### Text excerpt:

*** Block opens ***

The federal program was launched in 2004, in the shadow of the September 11 attacks, partly in response to a series of mail-in anthrax attacks that occurred in 2001. Its mission was to develop medical countermeasures against potential chemical, biological, radiological and or nuclear. .

Twenty years later, countless vaccines, tests and treatments have been included in the National Strategic Stockpile.

“Over the 20 years, we have supported 39 products against these threats. We have 26 [Food and Drug Administration] approvals for 22 products,” Gary Disbrow, director of the Biomedical Advanced Research and Development Authority (BARDA), told The Hill.

Disbrow, with BARDA since 2007, played an important role in awarding the first Bioshield contract. He acknowledges that there were “some initial challenges” for the program, which have now been overcome.

When asked what he believes is Bioshield’s signature achievement, Disbrow pointed to the growth, experience and private sector partnerships the program has developed.

More recently, during the mpox outbreak, Bioshield supported the licensing of the Jynneos smallpox vaccine, which was widely used to mitigate transmission of the mpox virus. The US stockpile of Jynneos not only helped the mpox response domestically, but also helped affected countries abroad.

Although not its original intention, health care diplomacy has become a common function of the Bioshield Project.

“The initial intent was national security, to bolster national security, but these products are available and obviously we will do everything we can to help our international partners,” Disbrow said.

Although Bioshield exists under the arm of the Department of Health and Human Services, the Department of Homeland Security is tasked with identifying potential threats through material threat assessments.

Disbrow noted that updates may be needed, given the program’s decades-long history and the changing landscape of potential national threats.

“A lot of these material threat determinations were written in 2004, 2006,” Disbrow explained. “We live in very different times and so we need to constantly assess the threat space to ensure we are balancing the investments we have made in [material threat determinations] that already exist and then work with the intelligence community to ensure they are identifying additional pathogens that potentially pose a risk to national security.”

*** Block closes ***

### Task instructions:
- A) Reproduce everything in the Bioshield text from "The federal program" down to "National Strategic Stockpile.", without any change.
- B) Using the Bioshield text, answer the following:
(i) In what year was the federal program launched?
(ii) Since what year has Disbrow been with BARDA?
(iii) Which department is tasked with identifying potential threats through material threat assessments?

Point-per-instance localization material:
*** Block opens ***

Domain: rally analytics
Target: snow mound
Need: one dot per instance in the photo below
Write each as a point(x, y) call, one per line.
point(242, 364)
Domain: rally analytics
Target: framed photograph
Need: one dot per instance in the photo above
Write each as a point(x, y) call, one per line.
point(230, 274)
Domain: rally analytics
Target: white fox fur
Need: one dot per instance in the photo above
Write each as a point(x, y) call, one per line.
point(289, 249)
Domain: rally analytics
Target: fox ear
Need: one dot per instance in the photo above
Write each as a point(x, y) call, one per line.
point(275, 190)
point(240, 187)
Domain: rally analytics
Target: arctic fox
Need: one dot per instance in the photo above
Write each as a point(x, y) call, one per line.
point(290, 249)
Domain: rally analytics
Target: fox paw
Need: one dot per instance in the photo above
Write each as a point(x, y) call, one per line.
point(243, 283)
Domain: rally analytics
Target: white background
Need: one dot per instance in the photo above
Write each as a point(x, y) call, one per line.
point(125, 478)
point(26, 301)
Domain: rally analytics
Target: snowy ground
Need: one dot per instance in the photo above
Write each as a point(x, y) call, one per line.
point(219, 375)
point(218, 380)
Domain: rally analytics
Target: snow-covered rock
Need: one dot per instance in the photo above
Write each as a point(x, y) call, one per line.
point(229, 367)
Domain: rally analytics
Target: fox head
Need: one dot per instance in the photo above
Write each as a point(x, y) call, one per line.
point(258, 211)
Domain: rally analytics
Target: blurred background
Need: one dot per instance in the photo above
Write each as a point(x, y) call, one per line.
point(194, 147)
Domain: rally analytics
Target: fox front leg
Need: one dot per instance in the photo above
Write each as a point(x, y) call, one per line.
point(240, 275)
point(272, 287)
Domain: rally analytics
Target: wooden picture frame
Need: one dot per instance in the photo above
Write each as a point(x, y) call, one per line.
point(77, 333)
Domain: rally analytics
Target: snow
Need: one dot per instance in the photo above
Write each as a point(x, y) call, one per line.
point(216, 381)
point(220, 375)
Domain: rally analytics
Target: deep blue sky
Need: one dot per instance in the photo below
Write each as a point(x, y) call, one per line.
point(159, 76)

*** Block closes ***
*** Block opens ***

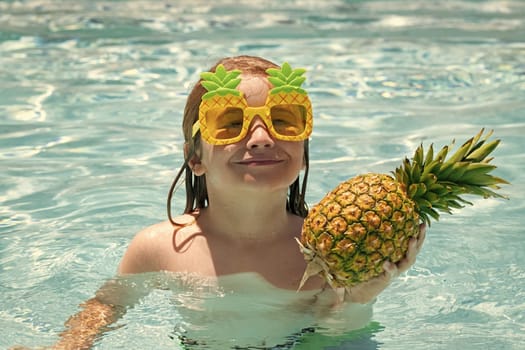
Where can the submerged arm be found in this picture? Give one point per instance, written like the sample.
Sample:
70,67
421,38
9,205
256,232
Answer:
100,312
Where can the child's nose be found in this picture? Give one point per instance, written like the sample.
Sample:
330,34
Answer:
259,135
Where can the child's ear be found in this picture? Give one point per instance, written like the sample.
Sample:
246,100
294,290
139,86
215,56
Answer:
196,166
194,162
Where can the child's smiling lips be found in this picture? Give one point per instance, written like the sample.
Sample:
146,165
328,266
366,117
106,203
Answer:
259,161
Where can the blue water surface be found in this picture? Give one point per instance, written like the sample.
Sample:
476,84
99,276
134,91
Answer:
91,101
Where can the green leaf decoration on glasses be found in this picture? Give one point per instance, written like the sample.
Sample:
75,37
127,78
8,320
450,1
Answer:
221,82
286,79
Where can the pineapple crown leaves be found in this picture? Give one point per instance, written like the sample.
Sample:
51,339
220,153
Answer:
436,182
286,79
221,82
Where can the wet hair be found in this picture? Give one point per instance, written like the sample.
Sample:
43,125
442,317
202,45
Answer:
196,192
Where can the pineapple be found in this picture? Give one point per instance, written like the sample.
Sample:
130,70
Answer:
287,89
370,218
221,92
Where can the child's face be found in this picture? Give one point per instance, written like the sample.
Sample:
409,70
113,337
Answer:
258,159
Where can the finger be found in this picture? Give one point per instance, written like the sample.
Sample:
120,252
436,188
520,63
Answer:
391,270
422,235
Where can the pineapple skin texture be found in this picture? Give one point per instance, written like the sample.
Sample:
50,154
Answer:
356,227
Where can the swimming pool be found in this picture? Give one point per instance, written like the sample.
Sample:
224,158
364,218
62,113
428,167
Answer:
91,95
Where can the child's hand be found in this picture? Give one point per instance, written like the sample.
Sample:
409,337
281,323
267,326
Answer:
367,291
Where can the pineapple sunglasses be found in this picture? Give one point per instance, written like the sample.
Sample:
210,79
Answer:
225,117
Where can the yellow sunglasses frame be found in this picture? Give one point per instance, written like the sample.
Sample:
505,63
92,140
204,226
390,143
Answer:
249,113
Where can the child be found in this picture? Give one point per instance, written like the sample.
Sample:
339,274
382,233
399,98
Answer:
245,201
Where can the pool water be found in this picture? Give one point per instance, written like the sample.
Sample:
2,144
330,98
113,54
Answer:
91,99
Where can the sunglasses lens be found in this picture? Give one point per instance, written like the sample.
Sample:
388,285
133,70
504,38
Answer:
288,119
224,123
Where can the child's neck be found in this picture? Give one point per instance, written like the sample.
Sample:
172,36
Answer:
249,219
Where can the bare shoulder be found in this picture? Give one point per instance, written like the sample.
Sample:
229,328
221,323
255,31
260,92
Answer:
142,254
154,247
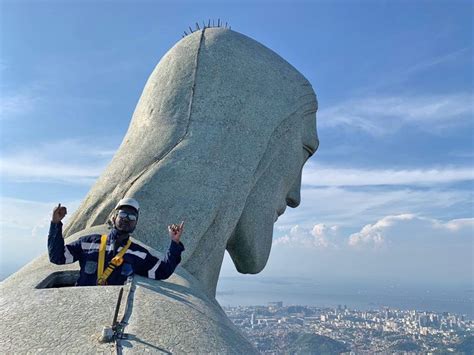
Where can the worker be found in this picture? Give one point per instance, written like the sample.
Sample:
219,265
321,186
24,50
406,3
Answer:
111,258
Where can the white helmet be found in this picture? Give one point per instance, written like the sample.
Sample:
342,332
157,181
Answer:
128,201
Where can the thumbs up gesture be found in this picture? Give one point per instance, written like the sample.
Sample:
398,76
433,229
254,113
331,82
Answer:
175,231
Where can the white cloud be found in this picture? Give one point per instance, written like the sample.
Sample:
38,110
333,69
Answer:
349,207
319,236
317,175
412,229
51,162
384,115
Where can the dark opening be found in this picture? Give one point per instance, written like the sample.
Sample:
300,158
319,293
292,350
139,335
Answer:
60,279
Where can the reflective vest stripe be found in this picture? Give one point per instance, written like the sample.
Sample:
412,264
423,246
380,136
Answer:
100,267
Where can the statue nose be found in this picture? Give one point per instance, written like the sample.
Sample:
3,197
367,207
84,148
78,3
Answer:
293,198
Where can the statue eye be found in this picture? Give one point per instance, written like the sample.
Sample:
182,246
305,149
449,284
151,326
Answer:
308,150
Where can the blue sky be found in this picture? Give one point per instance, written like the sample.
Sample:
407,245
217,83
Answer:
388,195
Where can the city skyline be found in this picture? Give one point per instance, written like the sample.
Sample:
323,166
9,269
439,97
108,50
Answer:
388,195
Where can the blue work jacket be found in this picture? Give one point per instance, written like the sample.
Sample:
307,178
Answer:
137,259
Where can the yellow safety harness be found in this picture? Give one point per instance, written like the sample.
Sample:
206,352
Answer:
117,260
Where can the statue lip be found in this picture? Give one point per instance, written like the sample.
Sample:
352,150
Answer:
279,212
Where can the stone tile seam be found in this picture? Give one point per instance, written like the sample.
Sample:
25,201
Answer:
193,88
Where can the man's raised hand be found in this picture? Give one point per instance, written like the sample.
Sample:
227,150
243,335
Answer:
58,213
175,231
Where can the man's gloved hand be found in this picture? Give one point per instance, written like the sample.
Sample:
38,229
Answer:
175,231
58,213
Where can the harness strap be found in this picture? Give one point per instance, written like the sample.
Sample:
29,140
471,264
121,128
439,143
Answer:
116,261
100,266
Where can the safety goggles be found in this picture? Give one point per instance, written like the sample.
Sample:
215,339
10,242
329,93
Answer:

*** Block closes ***
*** Block opens ***

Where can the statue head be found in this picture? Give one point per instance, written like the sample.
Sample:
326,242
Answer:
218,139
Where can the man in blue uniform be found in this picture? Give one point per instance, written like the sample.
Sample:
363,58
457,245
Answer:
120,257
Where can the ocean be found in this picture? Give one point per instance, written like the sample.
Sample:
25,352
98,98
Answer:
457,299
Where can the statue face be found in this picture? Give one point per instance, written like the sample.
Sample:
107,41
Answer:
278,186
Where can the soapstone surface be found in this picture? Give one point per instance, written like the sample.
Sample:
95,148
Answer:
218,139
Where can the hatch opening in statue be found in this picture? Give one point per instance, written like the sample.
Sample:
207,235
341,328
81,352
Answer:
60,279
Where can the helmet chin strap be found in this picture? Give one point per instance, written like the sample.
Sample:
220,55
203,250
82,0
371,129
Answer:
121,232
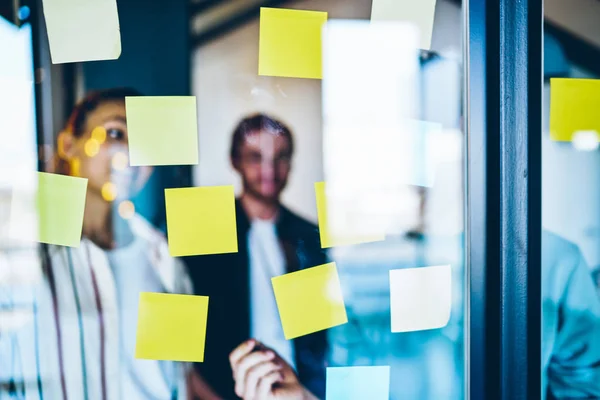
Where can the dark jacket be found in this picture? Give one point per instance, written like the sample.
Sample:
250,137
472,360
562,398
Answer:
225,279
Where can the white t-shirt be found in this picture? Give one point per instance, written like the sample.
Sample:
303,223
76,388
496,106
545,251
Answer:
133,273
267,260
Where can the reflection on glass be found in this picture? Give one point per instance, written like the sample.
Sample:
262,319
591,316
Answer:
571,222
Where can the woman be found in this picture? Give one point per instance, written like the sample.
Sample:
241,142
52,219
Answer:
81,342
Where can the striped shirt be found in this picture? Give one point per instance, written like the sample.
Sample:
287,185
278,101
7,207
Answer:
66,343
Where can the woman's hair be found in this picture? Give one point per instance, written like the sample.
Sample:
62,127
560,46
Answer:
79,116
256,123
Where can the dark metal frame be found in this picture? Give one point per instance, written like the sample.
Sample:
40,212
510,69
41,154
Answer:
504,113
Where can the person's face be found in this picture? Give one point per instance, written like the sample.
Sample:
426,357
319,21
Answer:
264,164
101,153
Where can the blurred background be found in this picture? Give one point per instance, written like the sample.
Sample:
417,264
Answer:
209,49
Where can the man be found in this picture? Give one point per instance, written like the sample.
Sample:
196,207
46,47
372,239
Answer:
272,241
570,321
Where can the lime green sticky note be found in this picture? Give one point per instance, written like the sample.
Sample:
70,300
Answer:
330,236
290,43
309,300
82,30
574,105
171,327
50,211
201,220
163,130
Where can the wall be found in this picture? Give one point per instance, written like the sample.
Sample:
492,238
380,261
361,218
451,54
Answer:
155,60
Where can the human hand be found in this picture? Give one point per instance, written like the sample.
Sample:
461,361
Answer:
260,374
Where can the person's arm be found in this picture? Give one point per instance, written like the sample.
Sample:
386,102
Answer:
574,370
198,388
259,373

*** Block closes ***

### Task-by-task solutions:
- A)
The federal program was launched in 2004, in the shadow of the September 11 attacks, partly in response to a series of mail-in anthrax attacks that occurred in 2001. Its mission was to develop medical countermeasures against potential chemical, biological, radiological and or nuclear. .

Twenty years later, countless vaccines, tests and treatments have been included in the National Strategic Stockpile.

- B)
(i) 2004
(ii) 2007
(iii) The Department of Homeland Security